*Extracted material*:
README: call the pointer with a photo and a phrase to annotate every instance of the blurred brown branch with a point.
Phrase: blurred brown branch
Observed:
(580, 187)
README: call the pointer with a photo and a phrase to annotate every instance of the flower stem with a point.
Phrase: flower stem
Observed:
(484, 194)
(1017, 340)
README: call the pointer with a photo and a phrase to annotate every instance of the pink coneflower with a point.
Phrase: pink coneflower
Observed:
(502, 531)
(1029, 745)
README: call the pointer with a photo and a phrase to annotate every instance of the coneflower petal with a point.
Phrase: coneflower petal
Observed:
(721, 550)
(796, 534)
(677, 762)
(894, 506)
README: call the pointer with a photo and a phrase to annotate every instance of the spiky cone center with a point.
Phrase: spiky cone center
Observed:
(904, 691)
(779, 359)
--
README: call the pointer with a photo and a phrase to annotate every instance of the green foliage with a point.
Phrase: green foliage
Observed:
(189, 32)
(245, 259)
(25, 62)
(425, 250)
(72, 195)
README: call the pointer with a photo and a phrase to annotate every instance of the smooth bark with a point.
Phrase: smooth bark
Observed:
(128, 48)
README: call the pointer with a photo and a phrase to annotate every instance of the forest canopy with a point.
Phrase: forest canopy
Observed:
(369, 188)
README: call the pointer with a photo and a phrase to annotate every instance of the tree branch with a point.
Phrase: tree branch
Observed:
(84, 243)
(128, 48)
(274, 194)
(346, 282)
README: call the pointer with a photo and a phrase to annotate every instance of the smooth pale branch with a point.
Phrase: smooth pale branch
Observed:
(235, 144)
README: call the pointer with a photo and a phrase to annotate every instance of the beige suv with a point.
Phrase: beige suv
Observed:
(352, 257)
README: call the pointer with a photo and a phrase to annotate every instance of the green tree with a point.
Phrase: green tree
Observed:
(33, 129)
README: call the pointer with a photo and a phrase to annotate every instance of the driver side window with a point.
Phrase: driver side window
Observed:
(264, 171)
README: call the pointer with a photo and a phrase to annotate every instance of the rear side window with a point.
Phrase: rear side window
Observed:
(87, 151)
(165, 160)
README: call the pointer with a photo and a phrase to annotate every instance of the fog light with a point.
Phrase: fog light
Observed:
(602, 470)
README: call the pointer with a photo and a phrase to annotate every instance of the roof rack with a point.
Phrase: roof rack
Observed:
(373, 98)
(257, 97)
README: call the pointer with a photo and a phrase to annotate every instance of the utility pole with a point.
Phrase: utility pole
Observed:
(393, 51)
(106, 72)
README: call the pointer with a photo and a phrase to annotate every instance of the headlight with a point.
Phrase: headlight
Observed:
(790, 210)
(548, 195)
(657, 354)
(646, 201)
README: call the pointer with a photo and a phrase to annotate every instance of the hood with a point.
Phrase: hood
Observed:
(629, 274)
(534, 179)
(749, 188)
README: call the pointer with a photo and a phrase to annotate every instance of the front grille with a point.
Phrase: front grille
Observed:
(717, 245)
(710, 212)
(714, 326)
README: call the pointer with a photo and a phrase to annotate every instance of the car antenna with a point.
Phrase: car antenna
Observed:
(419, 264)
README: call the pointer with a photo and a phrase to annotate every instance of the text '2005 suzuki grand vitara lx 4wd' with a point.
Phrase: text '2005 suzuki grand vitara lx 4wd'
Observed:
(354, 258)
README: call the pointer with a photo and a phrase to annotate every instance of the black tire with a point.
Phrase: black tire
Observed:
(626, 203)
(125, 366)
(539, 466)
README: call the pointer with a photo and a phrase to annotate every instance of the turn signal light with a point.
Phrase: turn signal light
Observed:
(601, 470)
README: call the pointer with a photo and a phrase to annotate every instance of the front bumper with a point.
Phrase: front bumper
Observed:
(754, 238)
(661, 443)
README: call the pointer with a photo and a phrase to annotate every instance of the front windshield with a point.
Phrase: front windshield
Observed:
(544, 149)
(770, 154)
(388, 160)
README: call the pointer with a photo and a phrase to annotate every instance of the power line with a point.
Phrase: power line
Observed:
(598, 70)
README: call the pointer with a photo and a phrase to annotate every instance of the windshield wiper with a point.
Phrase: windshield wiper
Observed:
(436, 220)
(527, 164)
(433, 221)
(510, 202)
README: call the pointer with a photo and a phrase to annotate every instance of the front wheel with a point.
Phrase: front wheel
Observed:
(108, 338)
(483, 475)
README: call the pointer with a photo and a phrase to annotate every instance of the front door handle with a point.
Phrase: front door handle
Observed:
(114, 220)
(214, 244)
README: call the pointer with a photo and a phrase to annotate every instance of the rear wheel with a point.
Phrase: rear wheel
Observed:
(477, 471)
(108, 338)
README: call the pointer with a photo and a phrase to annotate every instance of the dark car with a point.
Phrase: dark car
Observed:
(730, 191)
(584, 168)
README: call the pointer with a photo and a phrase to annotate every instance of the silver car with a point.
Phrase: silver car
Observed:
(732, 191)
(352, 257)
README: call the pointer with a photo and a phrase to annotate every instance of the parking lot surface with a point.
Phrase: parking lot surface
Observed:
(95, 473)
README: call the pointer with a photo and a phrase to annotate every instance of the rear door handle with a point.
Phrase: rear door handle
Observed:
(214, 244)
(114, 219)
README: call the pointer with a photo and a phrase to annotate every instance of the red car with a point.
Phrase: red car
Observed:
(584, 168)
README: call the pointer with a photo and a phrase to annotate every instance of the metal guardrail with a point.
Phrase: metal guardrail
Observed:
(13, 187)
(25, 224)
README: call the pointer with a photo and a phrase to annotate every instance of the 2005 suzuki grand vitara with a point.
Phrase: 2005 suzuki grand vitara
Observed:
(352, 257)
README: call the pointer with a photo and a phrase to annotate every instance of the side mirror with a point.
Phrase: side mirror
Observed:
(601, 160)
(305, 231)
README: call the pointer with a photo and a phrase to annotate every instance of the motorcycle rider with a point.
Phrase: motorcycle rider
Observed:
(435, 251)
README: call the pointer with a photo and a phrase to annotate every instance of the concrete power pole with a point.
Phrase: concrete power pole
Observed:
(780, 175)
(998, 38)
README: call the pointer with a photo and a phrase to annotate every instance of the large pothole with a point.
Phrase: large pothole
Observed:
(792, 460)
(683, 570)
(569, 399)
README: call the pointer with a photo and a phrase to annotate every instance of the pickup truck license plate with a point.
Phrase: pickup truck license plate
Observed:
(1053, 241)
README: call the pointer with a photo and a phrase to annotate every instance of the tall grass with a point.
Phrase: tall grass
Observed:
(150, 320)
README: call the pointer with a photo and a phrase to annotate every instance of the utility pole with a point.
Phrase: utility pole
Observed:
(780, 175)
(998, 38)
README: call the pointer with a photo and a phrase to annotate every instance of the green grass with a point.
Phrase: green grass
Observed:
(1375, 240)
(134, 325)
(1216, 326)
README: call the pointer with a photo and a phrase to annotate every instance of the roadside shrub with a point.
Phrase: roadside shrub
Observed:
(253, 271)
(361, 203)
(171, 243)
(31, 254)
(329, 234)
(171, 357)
==
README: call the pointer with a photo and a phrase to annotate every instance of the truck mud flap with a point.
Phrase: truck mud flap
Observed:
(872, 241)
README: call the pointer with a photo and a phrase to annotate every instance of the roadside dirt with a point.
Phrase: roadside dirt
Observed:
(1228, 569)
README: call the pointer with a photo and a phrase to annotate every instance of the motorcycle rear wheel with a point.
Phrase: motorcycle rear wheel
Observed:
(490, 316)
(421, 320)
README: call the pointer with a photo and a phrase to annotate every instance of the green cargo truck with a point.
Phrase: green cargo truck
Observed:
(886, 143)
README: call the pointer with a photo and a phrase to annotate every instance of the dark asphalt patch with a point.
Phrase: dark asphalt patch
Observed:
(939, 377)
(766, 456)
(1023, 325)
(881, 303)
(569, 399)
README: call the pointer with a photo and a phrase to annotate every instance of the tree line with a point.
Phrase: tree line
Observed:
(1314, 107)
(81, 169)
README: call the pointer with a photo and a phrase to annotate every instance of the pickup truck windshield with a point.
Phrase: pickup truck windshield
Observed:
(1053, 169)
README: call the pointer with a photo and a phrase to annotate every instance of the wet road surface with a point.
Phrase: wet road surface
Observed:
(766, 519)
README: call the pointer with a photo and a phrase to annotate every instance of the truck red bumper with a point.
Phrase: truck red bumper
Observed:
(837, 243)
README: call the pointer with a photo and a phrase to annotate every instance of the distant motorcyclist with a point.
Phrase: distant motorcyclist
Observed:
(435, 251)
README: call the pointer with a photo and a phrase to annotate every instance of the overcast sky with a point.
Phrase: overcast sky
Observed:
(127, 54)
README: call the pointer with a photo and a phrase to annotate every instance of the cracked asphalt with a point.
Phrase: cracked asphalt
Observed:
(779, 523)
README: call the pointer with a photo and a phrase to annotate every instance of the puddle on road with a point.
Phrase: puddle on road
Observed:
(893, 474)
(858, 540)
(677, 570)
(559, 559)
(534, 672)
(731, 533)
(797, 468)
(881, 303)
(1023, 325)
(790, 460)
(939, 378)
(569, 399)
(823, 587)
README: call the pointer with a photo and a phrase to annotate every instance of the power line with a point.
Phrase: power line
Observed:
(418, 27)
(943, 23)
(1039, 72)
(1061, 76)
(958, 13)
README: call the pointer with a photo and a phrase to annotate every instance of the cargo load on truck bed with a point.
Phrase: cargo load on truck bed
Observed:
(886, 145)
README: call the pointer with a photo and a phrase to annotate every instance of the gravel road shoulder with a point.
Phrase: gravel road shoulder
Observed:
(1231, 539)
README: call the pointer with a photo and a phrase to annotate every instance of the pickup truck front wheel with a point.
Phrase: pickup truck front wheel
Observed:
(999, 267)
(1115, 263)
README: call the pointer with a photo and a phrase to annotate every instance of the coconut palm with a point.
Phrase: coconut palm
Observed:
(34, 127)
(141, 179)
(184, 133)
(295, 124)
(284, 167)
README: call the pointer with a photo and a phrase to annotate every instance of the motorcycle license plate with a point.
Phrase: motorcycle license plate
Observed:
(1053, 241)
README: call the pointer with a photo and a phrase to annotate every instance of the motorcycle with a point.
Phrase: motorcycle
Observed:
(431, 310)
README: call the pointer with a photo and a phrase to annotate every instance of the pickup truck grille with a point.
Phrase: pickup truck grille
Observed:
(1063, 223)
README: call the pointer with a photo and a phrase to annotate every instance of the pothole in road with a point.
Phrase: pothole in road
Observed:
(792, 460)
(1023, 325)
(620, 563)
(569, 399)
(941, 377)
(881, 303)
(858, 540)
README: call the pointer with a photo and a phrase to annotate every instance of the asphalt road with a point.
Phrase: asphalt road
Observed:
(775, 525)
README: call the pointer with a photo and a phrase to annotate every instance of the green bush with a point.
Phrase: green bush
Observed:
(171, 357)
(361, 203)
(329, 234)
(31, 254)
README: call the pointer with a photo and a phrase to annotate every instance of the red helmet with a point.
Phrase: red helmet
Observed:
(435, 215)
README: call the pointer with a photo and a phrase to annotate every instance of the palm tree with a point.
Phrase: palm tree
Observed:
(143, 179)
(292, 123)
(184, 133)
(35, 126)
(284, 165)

*What the exercise asks*: Count the lines in the records above that contain the string "coconut", treating uppercase and lowercase as different. Reply with the number only.

*Task result*: 2